Work to be completed =>
Reproduce the rows below word for word, starting at the line that contains "Exercise. Mark the sandstone" and stopping after the final line of the rows.

[Labeled-object pointing rows]
::::::

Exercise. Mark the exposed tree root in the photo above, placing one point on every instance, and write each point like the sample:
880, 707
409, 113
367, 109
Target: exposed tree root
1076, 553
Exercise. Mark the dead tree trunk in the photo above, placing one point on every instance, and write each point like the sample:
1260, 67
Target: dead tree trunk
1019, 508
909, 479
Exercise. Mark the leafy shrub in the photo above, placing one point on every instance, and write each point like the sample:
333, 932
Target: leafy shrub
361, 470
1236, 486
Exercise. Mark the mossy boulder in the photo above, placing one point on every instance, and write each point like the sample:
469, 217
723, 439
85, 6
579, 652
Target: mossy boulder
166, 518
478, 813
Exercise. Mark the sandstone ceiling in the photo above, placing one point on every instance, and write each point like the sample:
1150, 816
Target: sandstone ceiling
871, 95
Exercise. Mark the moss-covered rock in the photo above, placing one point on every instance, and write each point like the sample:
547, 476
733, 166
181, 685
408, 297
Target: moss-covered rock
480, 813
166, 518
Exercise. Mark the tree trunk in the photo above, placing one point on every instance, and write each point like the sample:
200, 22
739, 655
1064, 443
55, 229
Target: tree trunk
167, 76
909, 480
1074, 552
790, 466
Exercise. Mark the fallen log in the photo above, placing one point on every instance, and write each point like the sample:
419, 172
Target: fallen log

::::::

Expected answer =>
Exercise. Mark the sandstone ceiling in the photo above, placing one point on every instance, and write each point like the sample:
1150, 816
Target: sandstone ceiling
871, 95
Exercise. Mark the moss-covered rock in the photo above, placing one point on every instance, and write each point like the sample:
547, 476
733, 166
181, 685
408, 297
Target: moss-covered rock
480, 813
166, 518
Exercise. Mark the tree trunk in the photo above, placing one point on every instance, and write each point like the sample:
200, 22
739, 655
1064, 443
55, 229
Target: tree trunk
167, 76
909, 480
1074, 552
790, 466
Exercise. Mark the fallen log in the photo above, placing one point on every instance, and write each point like the sample:
419, 172
Target: fallen log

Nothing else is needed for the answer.